Given information →

= = =

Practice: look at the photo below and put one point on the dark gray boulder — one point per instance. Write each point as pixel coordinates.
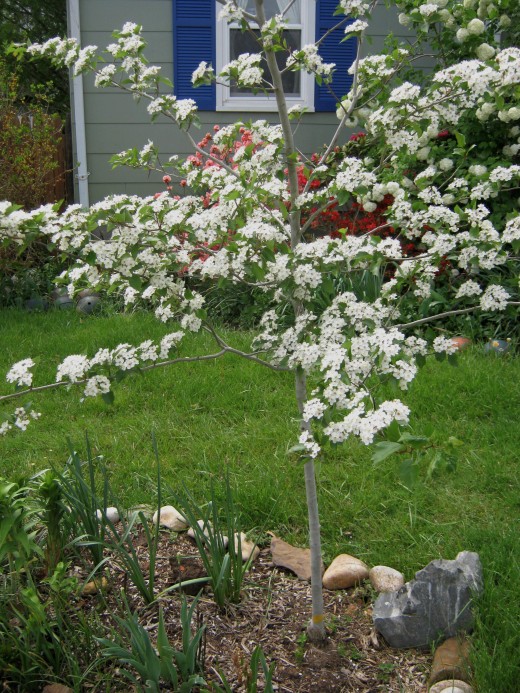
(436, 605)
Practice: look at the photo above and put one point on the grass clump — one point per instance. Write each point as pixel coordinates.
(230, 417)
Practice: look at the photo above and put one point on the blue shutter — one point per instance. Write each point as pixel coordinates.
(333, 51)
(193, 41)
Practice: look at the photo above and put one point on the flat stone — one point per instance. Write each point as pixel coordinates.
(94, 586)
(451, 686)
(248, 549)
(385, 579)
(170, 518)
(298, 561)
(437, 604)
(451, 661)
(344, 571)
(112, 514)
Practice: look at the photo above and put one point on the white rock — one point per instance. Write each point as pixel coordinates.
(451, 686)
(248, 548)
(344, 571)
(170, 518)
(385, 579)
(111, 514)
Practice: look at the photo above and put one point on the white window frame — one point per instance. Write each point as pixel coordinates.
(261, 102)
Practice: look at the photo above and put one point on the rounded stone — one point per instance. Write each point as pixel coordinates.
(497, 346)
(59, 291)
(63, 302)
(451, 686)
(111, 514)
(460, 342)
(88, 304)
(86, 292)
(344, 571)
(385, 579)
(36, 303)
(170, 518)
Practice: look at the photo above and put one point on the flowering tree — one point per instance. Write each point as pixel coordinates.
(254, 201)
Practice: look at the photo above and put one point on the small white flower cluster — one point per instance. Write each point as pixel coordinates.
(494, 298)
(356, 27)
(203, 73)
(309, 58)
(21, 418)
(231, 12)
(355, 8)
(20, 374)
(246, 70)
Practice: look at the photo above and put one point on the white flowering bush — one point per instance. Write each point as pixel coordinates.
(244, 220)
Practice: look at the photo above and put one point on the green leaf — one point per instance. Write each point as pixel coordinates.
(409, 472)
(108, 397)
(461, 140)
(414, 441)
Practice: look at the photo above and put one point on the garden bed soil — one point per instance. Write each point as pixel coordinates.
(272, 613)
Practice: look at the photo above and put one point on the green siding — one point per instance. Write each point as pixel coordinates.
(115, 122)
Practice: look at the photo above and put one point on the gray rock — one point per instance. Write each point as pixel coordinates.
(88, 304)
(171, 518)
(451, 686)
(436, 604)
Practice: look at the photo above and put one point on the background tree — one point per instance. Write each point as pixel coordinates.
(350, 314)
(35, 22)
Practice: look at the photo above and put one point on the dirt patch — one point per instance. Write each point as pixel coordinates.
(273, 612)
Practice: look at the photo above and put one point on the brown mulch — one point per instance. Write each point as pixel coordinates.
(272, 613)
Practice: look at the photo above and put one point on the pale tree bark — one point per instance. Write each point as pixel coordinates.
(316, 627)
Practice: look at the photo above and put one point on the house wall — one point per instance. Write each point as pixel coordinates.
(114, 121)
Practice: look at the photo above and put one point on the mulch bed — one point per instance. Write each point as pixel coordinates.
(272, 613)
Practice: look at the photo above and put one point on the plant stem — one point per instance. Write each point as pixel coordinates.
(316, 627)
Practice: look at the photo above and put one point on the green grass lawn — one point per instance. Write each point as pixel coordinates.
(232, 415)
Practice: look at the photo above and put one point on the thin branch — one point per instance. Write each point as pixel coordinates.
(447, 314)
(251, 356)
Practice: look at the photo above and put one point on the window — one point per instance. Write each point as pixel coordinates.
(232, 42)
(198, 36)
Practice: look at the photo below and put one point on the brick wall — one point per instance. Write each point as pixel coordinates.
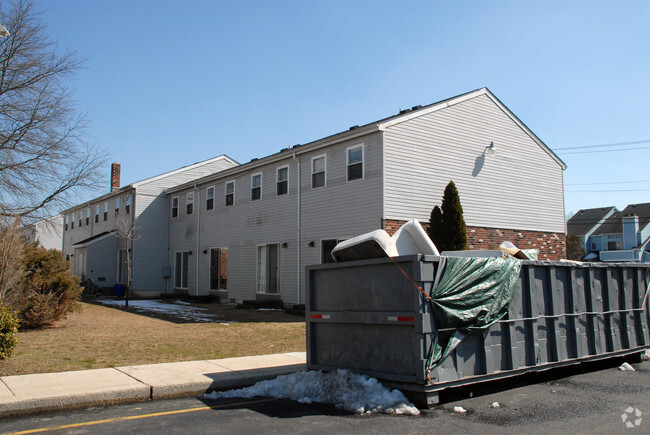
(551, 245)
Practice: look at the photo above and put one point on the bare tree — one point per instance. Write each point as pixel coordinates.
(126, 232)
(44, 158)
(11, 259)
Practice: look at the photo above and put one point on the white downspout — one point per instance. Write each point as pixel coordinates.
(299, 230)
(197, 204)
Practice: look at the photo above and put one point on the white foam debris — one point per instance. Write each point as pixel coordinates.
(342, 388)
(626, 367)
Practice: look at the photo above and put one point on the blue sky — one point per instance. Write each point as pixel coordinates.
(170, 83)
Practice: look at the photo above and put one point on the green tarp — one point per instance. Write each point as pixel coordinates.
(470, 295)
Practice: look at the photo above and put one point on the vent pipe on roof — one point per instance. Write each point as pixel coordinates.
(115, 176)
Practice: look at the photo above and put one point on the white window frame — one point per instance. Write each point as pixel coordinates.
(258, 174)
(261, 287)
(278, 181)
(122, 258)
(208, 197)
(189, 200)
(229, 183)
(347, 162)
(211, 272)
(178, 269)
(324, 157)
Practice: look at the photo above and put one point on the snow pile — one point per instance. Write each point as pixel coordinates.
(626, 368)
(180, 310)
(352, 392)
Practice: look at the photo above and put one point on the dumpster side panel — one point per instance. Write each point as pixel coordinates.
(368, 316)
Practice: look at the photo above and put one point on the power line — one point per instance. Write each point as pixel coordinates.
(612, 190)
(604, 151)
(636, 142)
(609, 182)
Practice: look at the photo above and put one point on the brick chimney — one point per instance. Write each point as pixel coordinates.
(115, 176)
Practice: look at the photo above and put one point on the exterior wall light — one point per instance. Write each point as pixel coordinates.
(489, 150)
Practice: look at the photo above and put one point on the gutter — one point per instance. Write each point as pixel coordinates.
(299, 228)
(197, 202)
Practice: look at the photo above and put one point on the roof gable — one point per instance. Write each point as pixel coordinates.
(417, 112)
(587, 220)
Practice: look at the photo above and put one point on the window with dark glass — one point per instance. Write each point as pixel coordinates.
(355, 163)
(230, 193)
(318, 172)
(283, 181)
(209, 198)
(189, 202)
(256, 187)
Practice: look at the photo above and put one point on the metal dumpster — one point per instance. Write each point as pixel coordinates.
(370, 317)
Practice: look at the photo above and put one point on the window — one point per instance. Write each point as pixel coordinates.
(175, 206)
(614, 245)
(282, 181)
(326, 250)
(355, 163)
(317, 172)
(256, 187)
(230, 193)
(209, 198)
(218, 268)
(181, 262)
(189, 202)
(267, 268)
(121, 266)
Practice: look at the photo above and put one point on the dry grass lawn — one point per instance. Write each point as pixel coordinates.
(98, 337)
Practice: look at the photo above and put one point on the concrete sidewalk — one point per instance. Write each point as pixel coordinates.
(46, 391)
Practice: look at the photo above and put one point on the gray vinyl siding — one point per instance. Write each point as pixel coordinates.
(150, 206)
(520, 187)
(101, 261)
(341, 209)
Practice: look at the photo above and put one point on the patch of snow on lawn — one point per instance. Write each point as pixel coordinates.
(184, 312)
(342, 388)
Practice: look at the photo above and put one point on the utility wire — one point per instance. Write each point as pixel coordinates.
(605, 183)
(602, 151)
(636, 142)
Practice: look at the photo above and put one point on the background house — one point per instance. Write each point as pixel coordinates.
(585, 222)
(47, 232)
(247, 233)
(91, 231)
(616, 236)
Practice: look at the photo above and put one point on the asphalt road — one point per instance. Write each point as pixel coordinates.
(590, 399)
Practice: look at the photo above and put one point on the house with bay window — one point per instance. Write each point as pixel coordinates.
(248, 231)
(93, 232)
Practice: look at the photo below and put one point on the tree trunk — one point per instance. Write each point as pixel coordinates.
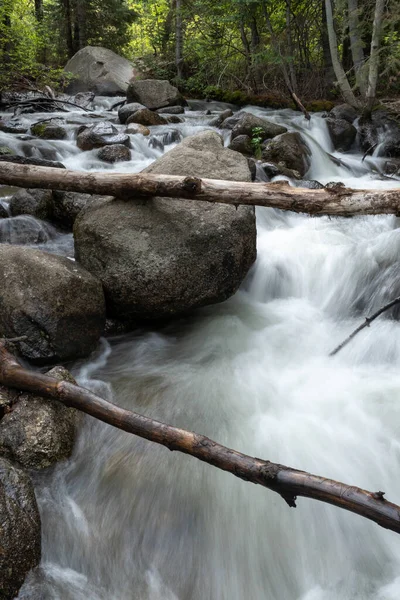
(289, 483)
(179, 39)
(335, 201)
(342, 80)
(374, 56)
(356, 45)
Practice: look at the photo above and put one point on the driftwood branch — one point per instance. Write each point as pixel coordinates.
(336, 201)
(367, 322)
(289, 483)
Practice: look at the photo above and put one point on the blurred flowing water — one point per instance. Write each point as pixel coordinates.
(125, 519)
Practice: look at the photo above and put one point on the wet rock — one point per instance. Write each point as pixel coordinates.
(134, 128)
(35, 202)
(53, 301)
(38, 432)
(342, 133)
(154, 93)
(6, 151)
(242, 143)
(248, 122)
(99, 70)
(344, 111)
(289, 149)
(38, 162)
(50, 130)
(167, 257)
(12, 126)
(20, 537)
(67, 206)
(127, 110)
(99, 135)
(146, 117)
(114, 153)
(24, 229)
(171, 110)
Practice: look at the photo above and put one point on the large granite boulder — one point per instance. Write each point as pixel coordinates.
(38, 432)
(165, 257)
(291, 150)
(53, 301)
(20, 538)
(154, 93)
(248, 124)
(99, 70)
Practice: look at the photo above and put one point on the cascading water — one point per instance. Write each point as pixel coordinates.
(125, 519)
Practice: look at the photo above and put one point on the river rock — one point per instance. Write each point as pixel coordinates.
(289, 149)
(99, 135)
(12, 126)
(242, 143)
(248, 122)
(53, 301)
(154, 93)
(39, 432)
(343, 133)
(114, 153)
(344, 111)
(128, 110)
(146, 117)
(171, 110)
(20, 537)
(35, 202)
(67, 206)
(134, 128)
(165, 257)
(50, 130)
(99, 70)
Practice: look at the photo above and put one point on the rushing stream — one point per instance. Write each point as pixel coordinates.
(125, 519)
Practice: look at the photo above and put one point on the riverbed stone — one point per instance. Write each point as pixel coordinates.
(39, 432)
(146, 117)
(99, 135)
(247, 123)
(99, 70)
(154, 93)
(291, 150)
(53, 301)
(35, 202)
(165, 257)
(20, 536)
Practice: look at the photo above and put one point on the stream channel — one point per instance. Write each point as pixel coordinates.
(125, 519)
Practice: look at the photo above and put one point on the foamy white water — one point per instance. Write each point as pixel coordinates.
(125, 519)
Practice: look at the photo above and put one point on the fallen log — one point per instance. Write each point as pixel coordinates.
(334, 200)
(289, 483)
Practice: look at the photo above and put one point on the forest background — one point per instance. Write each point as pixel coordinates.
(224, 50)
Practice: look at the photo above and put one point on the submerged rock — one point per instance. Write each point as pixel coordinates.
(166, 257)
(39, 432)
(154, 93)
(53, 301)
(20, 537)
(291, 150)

= = =

Problem →
Could you write out, unchanged, the line with "the river rock" and every line after it in the data above?

Task answer →
Practice: look at the photo above and put one point on the river rock — one point per instance. Write each point as pixel coordinates.
(289, 149)
(99, 135)
(12, 126)
(242, 143)
(248, 122)
(53, 301)
(154, 93)
(39, 432)
(343, 133)
(114, 153)
(344, 111)
(128, 110)
(146, 117)
(171, 110)
(20, 537)
(35, 202)
(67, 206)
(134, 128)
(165, 257)
(50, 130)
(99, 70)
Practice: look at the photo above and put one point on the rushing stream — one point per instance. Write each point as pixel coordinates.
(125, 519)
Practice: look at the photo above and put one point on the riverbed stone — one point per instance. Write each point as pixel coordinates.
(39, 432)
(146, 117)
(99, 135)
(247, 123)
(99, 70)
(154, 93)
(291, 150)
(53, 301)
(35, 202)
(165, 257)
(20, 536)
Practice: look at the photo above and put one point on the stream channel — one point per instance. Write each point as pixel coordinates.
(125, 519)
Practice: look at the photo above and put one point on the foamy white water — one point per instance. Write each point as pixel coordinates.
(125, 519)
Practice: look at the photo above and put one point on the fallen log — one point per instance. Write each point as pixel coordinates.
(334, 200)
(289, 483)
Practice: look at the photo above and put one point on the forest background — one point per instance. Write each point as pixel coordinates.
(224, 50)
Practice: look at the photo above and put one point on the submerged rock — one point per instance. Write each point as pixel coordinates.
(166, 257)
(39, 432)
(154, 93)
(53, 301)
(20, 537)
(291, 150)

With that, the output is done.